PROBLEM TO SOLVE.
Take the line with "Query: cloud layer" and all lines after it, through the end of the records below, and repeat them exactly.

(Natural-language object grounding data)
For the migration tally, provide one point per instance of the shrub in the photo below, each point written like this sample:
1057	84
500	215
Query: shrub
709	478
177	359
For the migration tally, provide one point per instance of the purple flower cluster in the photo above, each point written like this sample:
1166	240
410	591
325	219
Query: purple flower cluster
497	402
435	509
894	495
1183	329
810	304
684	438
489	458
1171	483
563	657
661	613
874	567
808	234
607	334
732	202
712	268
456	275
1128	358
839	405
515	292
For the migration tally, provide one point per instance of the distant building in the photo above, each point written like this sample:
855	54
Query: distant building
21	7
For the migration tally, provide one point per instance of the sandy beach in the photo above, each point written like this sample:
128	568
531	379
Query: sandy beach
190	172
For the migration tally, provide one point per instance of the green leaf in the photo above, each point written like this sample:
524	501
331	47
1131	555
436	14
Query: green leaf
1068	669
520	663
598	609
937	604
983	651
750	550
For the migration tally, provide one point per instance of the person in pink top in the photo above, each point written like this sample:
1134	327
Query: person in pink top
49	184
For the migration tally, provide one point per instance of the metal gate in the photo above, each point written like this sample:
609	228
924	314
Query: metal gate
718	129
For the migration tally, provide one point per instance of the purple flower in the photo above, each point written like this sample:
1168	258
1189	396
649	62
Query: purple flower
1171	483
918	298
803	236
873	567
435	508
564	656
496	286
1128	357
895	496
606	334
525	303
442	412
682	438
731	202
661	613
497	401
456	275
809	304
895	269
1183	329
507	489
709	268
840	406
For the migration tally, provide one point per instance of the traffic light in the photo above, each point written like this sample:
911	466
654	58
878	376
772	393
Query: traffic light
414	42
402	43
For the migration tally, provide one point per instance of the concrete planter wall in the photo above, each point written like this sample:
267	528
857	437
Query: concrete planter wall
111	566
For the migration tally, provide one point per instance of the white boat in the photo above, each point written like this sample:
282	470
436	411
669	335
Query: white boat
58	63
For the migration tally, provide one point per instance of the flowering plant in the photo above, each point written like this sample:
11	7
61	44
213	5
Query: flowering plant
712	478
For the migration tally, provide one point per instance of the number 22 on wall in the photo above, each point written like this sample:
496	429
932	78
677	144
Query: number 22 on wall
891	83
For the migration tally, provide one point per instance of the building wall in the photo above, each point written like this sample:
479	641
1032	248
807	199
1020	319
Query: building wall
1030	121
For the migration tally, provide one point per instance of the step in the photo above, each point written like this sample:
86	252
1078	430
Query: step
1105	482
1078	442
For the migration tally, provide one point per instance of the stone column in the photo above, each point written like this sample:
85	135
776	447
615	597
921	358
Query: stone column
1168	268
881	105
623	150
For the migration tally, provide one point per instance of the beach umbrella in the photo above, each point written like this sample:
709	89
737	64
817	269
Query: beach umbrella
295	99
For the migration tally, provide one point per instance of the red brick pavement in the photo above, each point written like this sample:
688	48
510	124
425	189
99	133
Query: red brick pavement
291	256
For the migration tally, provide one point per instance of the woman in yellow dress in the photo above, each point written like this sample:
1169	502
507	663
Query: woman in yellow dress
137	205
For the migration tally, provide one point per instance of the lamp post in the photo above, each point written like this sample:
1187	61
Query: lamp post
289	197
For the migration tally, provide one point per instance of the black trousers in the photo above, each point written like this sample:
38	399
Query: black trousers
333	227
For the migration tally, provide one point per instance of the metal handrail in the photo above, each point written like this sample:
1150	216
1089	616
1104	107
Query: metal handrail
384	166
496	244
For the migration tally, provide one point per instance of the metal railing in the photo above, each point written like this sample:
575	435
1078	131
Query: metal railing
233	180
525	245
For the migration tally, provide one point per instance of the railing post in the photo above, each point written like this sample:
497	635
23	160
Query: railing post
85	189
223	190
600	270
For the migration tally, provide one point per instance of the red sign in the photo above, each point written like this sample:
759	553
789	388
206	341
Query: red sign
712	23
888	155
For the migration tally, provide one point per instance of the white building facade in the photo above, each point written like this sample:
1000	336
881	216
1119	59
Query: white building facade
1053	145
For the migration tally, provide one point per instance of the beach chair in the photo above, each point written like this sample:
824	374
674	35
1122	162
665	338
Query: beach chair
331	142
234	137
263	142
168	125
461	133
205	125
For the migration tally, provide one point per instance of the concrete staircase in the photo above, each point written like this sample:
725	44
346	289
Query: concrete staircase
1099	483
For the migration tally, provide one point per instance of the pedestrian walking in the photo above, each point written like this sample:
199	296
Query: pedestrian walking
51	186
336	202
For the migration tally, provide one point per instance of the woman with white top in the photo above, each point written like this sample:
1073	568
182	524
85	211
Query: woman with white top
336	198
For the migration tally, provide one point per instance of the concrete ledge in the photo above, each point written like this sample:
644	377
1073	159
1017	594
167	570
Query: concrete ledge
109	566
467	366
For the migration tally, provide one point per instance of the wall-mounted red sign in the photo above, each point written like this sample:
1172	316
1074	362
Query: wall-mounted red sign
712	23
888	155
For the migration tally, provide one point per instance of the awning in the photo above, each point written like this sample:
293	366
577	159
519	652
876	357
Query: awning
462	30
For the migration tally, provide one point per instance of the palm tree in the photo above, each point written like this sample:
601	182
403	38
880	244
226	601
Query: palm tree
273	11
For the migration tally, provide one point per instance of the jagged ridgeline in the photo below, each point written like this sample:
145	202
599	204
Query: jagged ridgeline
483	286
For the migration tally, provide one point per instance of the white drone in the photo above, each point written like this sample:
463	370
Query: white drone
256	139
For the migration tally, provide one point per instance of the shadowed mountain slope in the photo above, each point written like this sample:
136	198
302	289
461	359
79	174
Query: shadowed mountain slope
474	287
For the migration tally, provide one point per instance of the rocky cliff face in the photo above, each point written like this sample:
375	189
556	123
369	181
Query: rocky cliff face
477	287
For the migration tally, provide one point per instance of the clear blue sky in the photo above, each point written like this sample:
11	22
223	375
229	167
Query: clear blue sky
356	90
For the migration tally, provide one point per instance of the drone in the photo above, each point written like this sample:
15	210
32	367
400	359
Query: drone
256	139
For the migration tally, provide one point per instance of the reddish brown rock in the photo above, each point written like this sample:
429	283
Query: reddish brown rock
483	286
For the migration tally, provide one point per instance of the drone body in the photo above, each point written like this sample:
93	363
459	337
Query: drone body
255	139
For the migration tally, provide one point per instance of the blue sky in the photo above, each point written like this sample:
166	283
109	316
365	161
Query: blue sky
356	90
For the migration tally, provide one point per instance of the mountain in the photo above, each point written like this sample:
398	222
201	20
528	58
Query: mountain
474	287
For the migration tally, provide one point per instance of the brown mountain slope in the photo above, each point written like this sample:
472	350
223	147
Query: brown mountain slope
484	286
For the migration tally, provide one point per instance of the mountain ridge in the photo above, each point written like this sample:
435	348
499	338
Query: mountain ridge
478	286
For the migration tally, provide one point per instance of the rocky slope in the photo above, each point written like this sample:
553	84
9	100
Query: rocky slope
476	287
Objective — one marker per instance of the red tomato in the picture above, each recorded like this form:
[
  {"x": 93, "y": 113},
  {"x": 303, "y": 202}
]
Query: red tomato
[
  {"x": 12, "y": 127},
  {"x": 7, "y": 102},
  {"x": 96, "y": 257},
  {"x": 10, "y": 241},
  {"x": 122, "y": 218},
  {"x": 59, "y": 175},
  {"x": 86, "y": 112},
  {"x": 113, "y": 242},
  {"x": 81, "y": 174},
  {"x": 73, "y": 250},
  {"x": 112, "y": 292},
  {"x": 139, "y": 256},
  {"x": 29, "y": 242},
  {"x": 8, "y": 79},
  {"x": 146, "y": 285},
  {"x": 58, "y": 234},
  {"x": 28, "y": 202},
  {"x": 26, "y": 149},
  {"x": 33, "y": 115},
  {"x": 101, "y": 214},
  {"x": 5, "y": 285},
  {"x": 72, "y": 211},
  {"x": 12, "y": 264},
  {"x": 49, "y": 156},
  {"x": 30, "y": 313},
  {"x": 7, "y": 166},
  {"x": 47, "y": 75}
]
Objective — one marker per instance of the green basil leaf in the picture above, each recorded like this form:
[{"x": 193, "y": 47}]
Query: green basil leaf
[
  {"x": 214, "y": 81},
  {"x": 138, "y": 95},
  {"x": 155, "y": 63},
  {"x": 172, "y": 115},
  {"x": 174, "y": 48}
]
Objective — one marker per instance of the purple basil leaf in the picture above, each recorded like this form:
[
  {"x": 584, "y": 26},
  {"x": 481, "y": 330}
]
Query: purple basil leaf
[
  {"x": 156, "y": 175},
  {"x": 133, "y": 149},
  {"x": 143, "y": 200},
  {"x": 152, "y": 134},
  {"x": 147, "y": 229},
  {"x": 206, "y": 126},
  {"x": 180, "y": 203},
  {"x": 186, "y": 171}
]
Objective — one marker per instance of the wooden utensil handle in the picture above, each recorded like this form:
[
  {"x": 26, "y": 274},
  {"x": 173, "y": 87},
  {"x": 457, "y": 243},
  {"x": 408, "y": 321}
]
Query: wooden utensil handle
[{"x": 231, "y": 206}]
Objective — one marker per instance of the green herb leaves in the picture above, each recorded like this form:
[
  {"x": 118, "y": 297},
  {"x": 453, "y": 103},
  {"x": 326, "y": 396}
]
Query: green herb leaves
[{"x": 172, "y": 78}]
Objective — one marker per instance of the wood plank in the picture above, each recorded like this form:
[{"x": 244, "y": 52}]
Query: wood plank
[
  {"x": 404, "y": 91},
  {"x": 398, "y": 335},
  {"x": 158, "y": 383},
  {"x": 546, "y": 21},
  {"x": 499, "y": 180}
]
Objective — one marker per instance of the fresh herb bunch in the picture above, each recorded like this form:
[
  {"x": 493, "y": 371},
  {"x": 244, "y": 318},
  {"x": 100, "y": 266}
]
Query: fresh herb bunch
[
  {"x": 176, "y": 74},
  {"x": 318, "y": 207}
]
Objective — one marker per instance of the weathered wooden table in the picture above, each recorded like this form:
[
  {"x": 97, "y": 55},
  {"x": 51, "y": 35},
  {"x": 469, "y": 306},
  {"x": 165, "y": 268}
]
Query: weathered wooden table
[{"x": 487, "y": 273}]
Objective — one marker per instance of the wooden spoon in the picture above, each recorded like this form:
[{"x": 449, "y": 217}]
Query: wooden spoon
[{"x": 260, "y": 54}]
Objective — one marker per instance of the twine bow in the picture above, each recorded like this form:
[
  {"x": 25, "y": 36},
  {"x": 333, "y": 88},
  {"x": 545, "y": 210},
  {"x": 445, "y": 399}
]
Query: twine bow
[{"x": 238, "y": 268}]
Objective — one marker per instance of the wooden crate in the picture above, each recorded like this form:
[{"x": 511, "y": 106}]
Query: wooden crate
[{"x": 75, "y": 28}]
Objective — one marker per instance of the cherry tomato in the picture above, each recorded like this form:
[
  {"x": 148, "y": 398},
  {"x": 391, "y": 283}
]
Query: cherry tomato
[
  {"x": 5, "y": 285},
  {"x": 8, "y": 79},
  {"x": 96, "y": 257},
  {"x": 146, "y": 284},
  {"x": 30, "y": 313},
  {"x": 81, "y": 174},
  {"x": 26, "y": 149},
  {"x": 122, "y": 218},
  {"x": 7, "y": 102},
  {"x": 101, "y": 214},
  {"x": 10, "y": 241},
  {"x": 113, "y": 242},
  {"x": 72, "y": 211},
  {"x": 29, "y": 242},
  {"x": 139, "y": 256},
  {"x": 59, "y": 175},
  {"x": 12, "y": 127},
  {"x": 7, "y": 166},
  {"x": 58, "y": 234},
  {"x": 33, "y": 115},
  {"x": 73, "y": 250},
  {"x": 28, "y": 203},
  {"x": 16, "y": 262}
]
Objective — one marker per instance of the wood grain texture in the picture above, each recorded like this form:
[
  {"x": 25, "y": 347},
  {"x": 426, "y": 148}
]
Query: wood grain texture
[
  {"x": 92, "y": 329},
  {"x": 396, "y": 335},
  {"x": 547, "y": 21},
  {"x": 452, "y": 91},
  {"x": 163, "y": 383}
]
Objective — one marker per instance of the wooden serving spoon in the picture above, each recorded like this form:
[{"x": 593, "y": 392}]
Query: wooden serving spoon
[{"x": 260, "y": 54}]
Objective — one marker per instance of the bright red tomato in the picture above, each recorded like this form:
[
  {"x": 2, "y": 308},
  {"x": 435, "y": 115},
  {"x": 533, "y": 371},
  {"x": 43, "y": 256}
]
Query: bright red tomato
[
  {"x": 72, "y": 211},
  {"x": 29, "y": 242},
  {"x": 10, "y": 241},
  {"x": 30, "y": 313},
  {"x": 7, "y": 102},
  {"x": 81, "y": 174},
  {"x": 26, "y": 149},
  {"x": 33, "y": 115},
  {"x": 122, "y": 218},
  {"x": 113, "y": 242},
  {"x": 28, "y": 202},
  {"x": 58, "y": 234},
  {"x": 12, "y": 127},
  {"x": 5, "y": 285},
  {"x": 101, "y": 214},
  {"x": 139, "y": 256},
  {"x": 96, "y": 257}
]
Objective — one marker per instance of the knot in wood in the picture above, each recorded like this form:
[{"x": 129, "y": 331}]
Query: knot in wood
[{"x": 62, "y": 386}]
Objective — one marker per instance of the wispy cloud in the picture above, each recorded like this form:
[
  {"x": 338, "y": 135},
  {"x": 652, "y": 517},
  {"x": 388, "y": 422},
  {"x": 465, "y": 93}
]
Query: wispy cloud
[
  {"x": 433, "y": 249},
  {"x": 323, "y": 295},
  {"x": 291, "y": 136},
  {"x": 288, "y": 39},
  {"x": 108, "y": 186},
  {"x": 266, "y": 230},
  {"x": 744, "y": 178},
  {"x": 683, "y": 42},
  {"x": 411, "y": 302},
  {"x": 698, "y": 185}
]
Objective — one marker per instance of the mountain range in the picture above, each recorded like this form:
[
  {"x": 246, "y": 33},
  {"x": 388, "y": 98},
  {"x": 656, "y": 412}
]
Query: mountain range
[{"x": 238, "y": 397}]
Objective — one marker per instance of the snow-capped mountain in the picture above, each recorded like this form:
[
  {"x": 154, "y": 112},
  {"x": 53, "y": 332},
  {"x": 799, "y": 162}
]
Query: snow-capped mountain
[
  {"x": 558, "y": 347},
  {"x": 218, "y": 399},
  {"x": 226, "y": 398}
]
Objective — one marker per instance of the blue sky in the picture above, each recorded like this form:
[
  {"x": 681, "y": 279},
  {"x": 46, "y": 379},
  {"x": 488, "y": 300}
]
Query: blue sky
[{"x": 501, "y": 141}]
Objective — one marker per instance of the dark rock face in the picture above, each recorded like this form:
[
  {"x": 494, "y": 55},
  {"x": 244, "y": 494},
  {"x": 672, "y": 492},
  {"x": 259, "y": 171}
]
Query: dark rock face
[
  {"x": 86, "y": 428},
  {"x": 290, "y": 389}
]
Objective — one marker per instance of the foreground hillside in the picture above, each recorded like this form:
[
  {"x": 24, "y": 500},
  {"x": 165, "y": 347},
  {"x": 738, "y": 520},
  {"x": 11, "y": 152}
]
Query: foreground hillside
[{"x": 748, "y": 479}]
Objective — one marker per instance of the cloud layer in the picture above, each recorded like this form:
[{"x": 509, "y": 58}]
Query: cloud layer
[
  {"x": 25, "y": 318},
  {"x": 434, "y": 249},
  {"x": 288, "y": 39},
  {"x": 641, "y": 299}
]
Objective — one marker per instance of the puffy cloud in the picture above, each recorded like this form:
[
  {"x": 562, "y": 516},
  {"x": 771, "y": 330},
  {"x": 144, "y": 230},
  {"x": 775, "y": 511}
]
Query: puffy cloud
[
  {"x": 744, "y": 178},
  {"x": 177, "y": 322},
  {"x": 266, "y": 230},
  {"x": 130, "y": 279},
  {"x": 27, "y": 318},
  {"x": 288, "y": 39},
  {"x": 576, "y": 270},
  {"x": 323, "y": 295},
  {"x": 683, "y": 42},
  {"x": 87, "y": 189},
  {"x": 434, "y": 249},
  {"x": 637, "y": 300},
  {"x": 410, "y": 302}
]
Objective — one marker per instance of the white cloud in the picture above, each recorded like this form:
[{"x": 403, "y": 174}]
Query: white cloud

ANSWER TO THE EXERCISE.
Query: cloud layer
[
  {"x": 25, "y": 318},
  {"x": 434, "y": 249},
  {"x": 288, "y": 39},
  {"x": 641, "y": 299}
]
Objective — one marker per instance of the puffy cloud in the picture above, each recorded like this form:
[
  {"x": 562, "y": 516},
  {"x": 771, "y": 330},
  {"x": 144, "y": 230},
  {"x": 775, "y": 511}
]
Query: puffy cloud
[
  {"x": 744, "y": 178},
  {"x": 177, "y": 322},
  {"x": 266, "y": 230},
  {"x": 130, "y": 279},
  {"x": 27, "y": 318},
  {"x": 288, "y": 39},
  {"x": 576, "y": 270},
  {"x": 323, "y": 295},
  {"x": 683, "y": 42},
  {"x": 87, "y": 189},
  {"x": 434, "y": 249},
  {"x": 637, "y": 300},
  {"x": 410, "y": 302}
]
Objective — one marker per instance of the white cloud in the picture above, each recorded like this form:
[{"x": 403, "y": 174}]
Query: white cloud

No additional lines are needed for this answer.